• [Data extract]:
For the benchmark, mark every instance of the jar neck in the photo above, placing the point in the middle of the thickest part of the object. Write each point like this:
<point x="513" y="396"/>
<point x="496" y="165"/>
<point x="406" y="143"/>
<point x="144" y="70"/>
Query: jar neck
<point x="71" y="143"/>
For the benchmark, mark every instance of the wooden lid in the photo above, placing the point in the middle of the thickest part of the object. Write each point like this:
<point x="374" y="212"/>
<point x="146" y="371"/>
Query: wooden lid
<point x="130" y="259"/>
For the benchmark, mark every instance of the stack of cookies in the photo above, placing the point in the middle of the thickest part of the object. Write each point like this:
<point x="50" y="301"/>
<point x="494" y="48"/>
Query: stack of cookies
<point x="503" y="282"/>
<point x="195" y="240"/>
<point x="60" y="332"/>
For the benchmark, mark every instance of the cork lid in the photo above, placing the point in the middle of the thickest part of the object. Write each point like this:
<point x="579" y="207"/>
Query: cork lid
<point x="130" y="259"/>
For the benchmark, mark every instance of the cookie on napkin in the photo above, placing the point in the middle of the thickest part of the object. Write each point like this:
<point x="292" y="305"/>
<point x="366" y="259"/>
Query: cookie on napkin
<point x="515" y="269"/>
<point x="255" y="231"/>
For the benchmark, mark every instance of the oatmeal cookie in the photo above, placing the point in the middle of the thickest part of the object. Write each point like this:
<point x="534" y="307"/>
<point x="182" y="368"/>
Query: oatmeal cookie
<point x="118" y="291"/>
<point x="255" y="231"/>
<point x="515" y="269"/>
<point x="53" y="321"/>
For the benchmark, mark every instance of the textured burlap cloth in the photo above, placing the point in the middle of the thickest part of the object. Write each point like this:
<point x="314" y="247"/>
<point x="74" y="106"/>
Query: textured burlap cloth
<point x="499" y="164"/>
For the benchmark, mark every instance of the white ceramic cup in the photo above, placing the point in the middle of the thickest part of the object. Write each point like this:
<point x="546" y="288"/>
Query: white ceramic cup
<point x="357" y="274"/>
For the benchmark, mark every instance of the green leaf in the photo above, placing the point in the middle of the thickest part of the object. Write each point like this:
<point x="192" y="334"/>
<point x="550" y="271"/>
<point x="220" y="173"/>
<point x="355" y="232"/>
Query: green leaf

• [Short task]:
Return verbatim every line of the material from the line containing "For the benchmark, mark every instance of the white" through the final line of the material, both ends included.

• [Answer below]:
For the benchmark, mark every instance of the white ceramic cup in the photo above, placing the point in the middle of the thickest part of the object. Write each point like this:
<point x="546" y="288"/>
Query: white ceramic cup
<point x="357" y="274"/>
For the benchmark, mark every instance of the green leaf in the photo above, placing the point in the middle of the thickest part of the object. Write each point like this:
<point x="192" y="334"/>
<point x="550" y="271"/>
<point x="220" y="173"/>
<point x="355" y="232"/>
Query: green leaf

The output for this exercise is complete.